練習題:
A. 請根據所給文本回答下列問題，每題答案單獨一行，並依題號標註：
(i) 2020 年 VoxSRC 在哪個城市舉辦？
(ii) 這次挑戰提供的語音語料來自哪類視頻？
(iii) 以 Cosine 作為評分函數時，排名第一的編碼器與損失函數組合是哪一個？
B. 請照錄所給文本中從「根據 3 個任務場景，不難看出主辦方對於競賽的想法，針對固定的評估數據：」起、直到並包括「該任務旨在跨任務的知識遷移。」為止的部分。

所給文本:
==========

VoxCeleb 說話人識別挑戰

VoxSRC 消息：

2020 VoxCeleb Speaker Recognition Challenge (VoxSRC) 將聯合 Interspeech 國際會議於 2020 年 10 月 30 日在上海舉辦。

文章目錄

VoxCeleb 說話人識別挑戰

摘要

“Speaker recognition in the wild” 是一項非常具有挑戰性的任務，需要面對語音中各種不確定性，例如複雜的噪聲、不同程度的背景音、短促的笑聲等情況。針對這一問題，可以在 VoxSRC 提供的語料及其各種模型的實驗結果，尋找合適的語音段編碼器，設計合理的度量學習模型，分析造成性能降低的數據因素，都將成爲提升識別性能的潛在解決方案。本文就 VoxSRC 提供的實驗結果和相關的論文進行歸納、總結與展望。

VoxSRC

2020 VoxCeleb Speaker Recognition Challenge (VoxSRC) 旨在研究現有的說話人識別方法對來自 “in the wild” 語音數據的識別效果。這次挑戰提供了來自 YouTube 名人訪問視頻的語音語料。相對傳統的電話、麥克風語音，這類數據集包含更多的干擾與不確定性。

此次挑戰分爲 3 項任務，分別是：

特定訓練數據的說話人確認監督任務(Fixed-Full)：VoxCeleb2 dev 數據集作爲訓練數據；
訓練數據不受限的說話人確認監督任務(Open-Full)：訓練數據可以使用 VoxSRC 測試數據以外的任意數據集；
特定訓練數據說話人確認自監督任務(Fixed-Self)：VoxCeleb2 dev 數據集作爲訓練數據，但無法使用說話人的標籤，但可以使用除此以外的其它標籤，例如跨模態的視覺幀，但無法使用任意模態的預訓練模型。

競賽舉辦方爲任務 1 與 2 提供了說話人確認監督學習的基準，爲任務 3 提供了說話人確認自監督學習的基準。

根據 3 個任務場景，不難看出主辦方對於競賽的想法，針對固定的評估數據：

針對任務 1，訓練集是固定的，該任務旨在設計最佳的學習算法；
針對任務 2，訓練集是開放的，該任務除了設計合理的學習算法，還需要選擇能夠提高評估數據性能的訓練數據，因此，該任務旨在跨領域的知識遷移；
針對任務 3，訓練集是固定的，無說話人標籤，存在跨域標籤，該任務旨在跨任務的知識遷移。

根據對 3 個任務的分析，可以發現三個任務是依次遞進、逐漸複雜的。爲了解決這些問題，學習方法的設計、遷移學習方法、跨領域/任務的方法會有利於改善這些問題。

度量學習與編碼器

論文 Exploring the Encoding Layer and Loss Function in End-to-End Speaker and Language Recognition System 討論了幾種(段層次)編碼器和幾種損失函數對說話人識別性能的影響，其中編碼器包含 temporal average pooling (TAP)、self-attentive pooling (SAP) 和 learnable dictionary encoding (LDE)，損失函數包含 Softmax、Center 和 augular softmax (ASoftmax)，並將這些編碼器和損失函數整合到端到端模型中，評估算法在 VoxCeleb1 數據集上的效果。以 Cosine 作爲評分函數，性能(低於 4.90% EER)的排名分別是：

LDE-ASoftmax (4.56) > TAP-Center (4.75) > SAP-ASoftmax (4.90)。

==========

條目清單:
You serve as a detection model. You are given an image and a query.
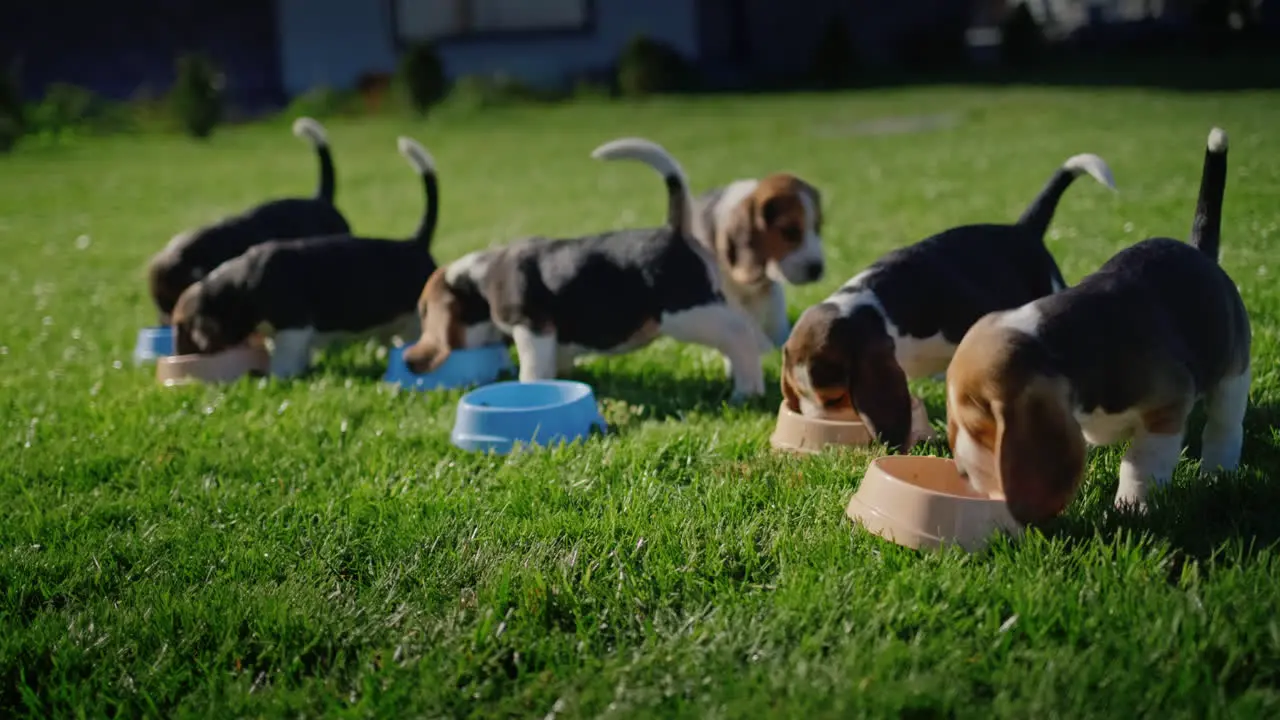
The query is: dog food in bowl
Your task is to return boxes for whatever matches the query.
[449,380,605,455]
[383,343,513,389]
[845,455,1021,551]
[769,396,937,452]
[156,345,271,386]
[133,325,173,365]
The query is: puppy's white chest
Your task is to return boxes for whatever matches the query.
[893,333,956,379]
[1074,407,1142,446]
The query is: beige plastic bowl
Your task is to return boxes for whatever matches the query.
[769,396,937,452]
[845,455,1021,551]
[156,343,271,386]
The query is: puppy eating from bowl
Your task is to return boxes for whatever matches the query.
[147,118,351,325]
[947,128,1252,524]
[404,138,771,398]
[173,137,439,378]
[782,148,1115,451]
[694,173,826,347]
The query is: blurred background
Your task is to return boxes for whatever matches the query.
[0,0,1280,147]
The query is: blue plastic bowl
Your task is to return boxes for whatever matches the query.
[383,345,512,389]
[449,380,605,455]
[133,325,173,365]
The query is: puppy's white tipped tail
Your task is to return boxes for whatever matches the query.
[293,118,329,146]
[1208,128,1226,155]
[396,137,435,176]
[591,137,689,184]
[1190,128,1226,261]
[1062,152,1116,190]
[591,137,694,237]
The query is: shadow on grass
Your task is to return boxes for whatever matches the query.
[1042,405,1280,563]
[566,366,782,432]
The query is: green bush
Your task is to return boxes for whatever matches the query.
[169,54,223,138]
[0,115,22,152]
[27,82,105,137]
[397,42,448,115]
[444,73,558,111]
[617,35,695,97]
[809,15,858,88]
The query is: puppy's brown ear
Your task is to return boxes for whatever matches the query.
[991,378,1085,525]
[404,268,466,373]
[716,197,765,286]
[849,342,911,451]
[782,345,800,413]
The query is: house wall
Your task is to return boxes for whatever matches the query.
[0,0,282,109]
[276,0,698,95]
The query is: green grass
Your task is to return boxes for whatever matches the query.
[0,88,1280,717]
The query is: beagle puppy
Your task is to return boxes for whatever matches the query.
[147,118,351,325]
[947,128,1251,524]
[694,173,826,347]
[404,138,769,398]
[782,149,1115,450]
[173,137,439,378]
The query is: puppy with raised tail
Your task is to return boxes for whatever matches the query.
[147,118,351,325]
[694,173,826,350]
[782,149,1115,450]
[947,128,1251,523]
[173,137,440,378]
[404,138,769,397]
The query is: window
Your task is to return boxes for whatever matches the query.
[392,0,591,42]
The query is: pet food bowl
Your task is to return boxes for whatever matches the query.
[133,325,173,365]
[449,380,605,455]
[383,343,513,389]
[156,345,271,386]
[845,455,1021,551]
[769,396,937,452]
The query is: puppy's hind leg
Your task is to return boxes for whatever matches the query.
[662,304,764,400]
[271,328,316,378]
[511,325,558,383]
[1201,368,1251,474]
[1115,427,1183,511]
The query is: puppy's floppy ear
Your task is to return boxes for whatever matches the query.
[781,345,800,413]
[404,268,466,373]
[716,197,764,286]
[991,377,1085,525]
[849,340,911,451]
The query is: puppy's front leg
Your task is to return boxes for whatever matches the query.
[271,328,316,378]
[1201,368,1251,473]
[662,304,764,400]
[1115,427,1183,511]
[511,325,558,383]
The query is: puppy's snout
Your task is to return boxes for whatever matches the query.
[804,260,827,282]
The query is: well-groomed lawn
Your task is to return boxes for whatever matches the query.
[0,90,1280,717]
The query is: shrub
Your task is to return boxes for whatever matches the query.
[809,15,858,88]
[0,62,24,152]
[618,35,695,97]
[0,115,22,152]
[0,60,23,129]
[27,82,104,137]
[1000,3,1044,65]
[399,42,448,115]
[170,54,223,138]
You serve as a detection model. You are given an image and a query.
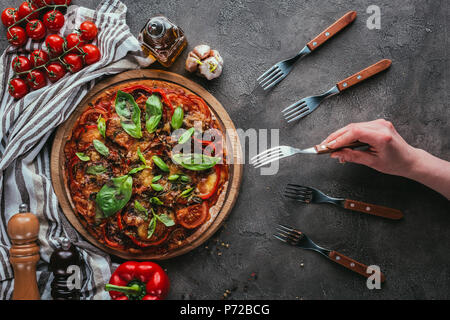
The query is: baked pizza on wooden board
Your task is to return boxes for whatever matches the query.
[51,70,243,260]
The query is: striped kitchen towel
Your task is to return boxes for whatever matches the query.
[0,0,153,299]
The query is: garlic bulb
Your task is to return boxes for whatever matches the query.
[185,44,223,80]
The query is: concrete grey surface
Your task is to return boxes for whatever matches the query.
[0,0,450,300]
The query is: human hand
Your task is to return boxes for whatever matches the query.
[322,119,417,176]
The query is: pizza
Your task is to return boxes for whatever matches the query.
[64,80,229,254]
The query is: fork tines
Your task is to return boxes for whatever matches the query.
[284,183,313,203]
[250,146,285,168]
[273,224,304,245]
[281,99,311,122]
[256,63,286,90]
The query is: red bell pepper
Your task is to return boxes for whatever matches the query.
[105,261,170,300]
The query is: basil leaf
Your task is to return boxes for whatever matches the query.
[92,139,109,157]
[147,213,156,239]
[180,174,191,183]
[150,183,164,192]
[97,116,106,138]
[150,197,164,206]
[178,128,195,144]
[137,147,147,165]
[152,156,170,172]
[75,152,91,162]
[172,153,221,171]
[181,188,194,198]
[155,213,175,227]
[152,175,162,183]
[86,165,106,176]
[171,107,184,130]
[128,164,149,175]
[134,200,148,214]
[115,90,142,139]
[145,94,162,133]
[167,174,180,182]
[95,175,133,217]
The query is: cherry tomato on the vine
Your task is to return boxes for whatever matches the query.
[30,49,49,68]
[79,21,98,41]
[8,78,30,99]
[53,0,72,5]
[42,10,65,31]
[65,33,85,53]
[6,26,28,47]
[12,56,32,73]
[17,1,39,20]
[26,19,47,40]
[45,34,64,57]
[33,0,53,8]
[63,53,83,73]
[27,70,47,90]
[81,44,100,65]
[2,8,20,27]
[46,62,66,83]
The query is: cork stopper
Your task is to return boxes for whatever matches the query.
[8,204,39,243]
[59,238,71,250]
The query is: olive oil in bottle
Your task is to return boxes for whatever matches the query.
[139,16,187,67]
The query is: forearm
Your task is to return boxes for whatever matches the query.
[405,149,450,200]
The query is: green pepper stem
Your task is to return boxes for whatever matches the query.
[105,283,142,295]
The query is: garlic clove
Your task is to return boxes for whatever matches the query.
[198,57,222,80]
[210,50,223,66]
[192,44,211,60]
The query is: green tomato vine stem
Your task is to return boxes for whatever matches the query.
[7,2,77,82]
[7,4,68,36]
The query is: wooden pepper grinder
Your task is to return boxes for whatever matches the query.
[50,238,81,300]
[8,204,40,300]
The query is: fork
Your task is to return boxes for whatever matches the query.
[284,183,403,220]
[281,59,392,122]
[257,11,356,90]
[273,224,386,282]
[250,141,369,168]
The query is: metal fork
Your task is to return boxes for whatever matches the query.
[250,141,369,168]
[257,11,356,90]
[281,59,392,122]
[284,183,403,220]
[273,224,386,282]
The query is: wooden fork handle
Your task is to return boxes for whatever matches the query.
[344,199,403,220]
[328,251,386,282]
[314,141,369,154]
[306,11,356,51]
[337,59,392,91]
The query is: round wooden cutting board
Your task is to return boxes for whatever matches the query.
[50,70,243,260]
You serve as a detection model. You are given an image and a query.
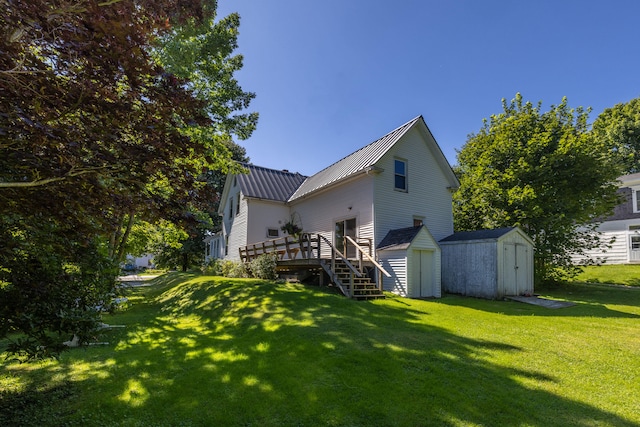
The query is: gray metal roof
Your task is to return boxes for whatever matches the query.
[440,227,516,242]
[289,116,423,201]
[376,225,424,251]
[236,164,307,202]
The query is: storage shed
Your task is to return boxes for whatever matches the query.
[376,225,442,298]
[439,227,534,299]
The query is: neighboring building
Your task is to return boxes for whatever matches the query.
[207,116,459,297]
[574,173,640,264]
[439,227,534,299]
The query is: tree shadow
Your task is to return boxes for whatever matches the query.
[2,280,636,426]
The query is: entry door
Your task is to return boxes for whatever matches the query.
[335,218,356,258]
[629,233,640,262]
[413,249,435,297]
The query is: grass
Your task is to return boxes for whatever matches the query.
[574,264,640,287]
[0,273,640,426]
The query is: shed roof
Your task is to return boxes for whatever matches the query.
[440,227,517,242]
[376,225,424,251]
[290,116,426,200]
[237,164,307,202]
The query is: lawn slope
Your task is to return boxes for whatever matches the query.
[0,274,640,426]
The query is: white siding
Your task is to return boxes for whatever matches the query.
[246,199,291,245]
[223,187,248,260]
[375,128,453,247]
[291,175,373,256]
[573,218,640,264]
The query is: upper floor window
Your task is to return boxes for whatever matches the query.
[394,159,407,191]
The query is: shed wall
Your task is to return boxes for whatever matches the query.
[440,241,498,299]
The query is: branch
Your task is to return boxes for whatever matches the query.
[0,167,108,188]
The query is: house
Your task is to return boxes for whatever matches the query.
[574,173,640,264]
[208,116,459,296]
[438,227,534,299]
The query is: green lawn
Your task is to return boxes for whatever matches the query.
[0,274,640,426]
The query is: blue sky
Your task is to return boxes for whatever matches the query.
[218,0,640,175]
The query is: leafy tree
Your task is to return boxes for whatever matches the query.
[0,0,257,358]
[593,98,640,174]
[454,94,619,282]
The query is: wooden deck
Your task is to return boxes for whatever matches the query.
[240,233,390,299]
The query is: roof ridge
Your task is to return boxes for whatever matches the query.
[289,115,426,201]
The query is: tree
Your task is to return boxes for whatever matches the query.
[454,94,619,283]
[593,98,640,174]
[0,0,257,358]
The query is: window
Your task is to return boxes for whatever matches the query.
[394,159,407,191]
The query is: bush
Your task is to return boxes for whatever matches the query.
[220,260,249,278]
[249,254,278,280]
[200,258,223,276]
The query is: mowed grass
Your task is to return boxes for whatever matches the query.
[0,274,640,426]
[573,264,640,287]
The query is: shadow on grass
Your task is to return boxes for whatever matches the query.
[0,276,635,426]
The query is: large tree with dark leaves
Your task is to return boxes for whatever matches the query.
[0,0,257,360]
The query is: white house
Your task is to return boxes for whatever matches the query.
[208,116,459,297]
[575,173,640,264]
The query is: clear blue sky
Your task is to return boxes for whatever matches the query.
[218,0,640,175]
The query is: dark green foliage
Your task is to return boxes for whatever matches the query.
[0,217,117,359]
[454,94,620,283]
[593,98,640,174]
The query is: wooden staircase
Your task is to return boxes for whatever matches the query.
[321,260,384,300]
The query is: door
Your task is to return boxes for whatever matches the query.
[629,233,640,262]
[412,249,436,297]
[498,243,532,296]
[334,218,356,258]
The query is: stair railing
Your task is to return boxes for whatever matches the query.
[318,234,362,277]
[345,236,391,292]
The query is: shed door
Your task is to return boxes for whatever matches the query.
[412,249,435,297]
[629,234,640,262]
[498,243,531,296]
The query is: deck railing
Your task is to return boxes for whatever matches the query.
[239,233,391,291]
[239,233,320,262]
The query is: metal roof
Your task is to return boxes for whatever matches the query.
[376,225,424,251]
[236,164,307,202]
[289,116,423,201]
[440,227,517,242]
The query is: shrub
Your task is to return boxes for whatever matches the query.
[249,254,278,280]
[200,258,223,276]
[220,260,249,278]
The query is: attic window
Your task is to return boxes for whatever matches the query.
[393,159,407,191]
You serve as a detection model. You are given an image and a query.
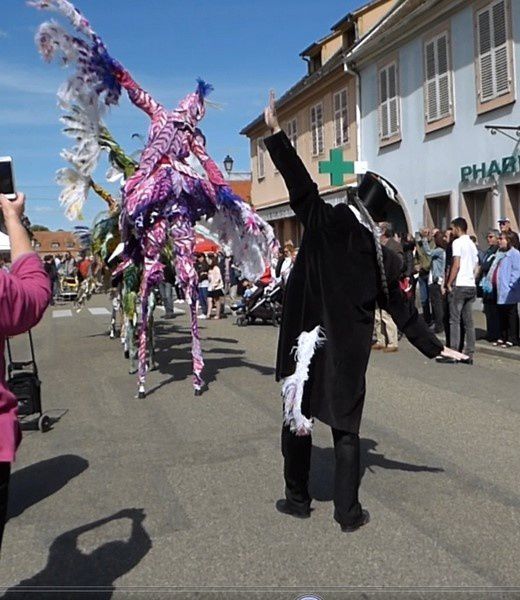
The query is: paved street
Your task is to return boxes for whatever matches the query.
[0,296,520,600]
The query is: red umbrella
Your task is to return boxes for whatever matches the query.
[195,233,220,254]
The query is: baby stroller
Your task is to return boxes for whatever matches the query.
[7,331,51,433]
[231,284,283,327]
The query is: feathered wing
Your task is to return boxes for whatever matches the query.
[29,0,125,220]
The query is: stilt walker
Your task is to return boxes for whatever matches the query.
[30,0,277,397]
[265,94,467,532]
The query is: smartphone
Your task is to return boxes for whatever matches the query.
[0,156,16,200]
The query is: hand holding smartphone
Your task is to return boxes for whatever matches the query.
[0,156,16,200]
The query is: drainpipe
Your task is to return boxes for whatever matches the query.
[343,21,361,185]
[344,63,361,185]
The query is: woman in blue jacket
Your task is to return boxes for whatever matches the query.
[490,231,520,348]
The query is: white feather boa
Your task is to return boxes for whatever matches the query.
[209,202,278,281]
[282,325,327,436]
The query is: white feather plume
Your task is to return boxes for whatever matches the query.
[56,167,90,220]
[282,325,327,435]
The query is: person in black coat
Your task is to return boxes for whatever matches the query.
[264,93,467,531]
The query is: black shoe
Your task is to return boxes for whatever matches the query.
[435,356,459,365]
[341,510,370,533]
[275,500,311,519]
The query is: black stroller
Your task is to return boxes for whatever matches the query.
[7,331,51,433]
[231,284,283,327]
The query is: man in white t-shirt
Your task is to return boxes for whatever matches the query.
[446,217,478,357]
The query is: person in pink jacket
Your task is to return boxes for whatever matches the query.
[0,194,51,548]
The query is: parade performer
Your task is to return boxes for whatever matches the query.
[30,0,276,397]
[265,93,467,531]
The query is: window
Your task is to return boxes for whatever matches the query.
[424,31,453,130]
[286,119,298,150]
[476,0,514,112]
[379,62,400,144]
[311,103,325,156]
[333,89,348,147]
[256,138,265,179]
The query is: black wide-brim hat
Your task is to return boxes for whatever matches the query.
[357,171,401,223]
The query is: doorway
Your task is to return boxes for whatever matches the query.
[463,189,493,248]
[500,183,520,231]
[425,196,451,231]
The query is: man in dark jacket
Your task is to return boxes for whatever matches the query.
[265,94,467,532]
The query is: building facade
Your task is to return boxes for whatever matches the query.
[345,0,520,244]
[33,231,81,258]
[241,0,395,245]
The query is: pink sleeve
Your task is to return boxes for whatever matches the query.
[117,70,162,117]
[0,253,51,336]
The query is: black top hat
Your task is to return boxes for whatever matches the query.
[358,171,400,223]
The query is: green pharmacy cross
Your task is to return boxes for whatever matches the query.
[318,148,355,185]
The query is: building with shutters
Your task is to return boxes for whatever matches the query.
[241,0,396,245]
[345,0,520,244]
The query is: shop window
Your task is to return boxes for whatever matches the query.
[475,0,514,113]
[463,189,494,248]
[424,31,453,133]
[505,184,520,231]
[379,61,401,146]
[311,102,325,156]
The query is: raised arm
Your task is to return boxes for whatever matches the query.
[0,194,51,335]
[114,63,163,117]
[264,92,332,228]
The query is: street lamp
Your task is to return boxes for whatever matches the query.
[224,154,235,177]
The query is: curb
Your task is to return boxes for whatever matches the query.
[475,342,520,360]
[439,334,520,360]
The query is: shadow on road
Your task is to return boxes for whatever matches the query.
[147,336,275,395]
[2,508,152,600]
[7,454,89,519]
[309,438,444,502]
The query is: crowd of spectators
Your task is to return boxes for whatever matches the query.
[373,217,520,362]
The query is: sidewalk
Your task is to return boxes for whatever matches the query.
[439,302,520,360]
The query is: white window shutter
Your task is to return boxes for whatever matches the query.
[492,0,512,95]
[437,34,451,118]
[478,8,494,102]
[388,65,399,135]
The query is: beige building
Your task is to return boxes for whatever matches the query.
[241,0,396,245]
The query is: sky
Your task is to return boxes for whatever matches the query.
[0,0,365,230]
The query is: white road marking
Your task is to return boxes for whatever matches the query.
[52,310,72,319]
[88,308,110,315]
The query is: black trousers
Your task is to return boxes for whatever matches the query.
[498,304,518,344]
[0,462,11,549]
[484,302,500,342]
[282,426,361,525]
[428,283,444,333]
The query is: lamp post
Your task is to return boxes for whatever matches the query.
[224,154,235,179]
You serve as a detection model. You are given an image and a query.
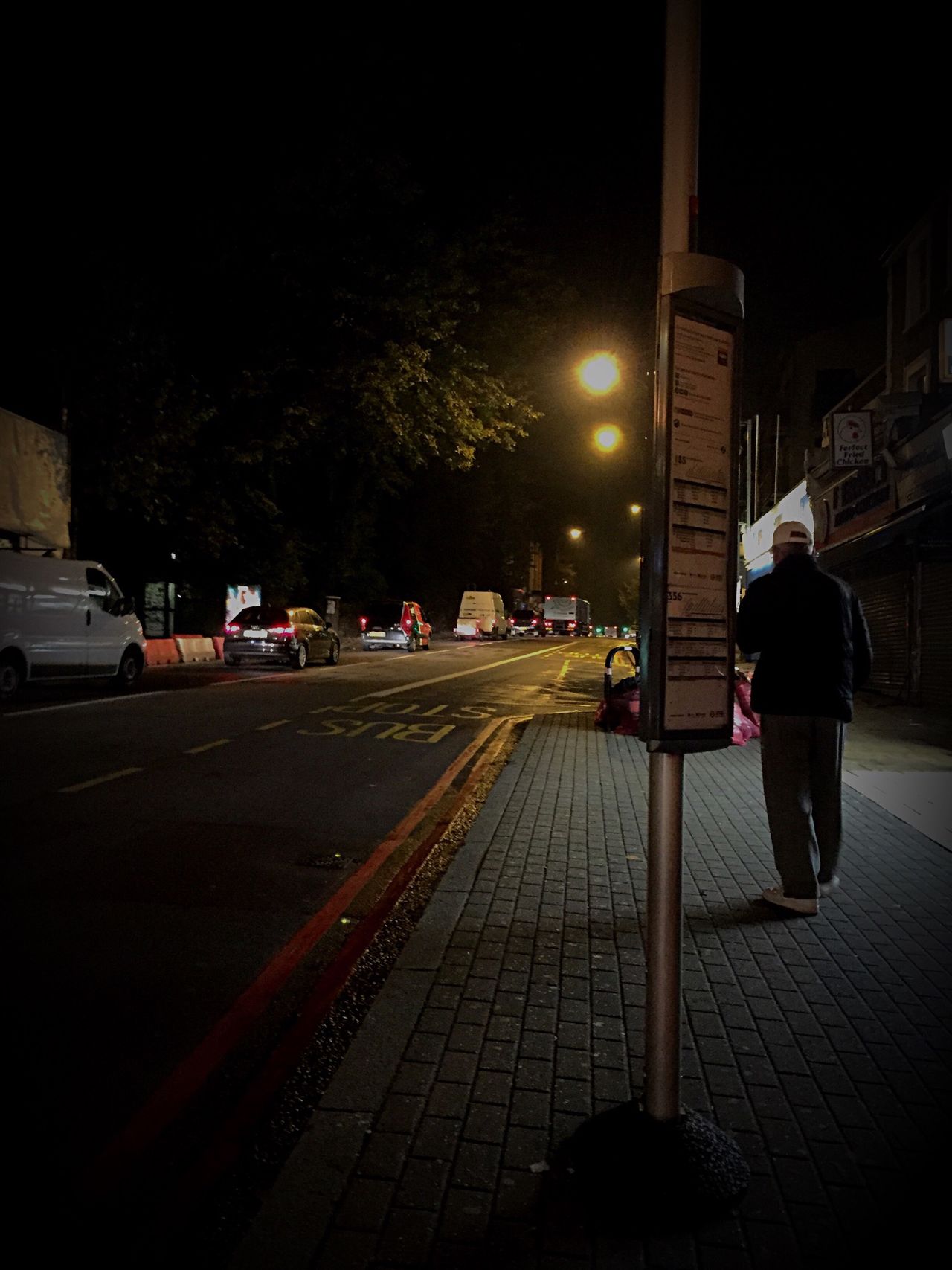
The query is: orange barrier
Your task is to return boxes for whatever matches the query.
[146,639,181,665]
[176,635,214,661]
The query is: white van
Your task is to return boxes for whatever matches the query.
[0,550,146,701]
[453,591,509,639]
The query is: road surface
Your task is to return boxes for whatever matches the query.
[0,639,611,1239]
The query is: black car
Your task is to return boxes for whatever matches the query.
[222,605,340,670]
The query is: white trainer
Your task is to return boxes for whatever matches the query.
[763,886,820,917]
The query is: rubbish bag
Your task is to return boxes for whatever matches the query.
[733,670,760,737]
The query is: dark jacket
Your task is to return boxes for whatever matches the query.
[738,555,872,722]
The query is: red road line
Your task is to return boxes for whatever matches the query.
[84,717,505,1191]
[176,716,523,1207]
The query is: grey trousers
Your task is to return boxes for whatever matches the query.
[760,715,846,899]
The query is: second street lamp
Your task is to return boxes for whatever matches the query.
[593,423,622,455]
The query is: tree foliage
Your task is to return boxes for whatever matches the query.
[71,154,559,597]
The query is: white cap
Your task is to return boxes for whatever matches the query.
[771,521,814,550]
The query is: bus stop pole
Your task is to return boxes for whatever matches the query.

==========

參考答案:
A.
(i) 上海
(ii) YouTube 名人訪問視頻
(iii) LDE-ASoftmax

B.
根據 3 個任務場景，不難看出主辦方對於競賽的想法，針對固定的評估數據：

針對任務 1，訓練集是固定的，該任務旨在設計最佳的學習算法；
針對任務 2，訓練集是開放的，該任務除了設計合理的學習算法，還需要選擇能夠提高評估數據性能的訓練數據，因此，該任務旨在跨領域的知識遷移；
針對任務 3，訓練集是固定的，無說話人標籤，存在跨域標籤，該任務旨在跨任務的知識遷移。